Data provided:
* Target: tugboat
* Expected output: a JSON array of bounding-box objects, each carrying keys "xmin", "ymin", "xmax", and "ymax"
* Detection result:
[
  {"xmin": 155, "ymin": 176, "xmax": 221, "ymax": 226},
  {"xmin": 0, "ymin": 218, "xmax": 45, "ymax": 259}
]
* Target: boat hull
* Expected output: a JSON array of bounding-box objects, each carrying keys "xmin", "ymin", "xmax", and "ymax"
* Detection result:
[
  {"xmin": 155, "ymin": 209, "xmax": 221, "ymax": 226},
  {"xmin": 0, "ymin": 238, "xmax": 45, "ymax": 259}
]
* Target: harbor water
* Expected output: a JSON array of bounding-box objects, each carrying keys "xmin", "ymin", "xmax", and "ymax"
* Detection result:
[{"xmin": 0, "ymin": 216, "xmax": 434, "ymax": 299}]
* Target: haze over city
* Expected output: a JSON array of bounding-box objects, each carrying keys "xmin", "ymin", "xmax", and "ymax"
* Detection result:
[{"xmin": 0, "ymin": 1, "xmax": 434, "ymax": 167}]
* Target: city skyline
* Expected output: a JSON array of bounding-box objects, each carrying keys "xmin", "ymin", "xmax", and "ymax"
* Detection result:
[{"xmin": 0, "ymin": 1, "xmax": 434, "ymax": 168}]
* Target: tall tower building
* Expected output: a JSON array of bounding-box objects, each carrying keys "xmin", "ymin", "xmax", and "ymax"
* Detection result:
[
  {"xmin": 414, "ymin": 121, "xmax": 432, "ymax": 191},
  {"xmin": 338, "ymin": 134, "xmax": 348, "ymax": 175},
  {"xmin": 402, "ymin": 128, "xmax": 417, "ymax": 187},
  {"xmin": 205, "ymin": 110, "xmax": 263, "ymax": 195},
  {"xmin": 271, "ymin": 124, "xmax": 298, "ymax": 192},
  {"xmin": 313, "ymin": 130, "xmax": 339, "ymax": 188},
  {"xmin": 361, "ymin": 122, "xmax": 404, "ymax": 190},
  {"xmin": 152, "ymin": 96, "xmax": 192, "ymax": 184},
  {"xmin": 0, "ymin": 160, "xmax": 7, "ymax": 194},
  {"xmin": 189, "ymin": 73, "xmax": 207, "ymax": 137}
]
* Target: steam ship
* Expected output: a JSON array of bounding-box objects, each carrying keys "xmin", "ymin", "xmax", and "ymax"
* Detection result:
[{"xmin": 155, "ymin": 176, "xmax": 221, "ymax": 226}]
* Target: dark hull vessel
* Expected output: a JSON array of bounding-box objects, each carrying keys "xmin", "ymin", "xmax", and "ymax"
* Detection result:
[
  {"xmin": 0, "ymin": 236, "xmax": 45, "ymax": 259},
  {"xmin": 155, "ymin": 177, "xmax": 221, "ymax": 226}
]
---
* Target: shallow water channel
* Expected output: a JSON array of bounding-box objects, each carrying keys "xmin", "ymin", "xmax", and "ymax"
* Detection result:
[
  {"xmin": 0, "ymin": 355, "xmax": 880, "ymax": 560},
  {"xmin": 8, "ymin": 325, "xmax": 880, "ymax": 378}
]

Exercise instructions: List every line in the entries above that contains the word "Target".

Response:
* Target: tugboat
* Target: boat hull
* Target: harbor water
* Target: haze over city
* Target: city skyline
* Target: tall tower building
* Target: steam ship
* Target: dark hull vessel
* Target: shallow water channel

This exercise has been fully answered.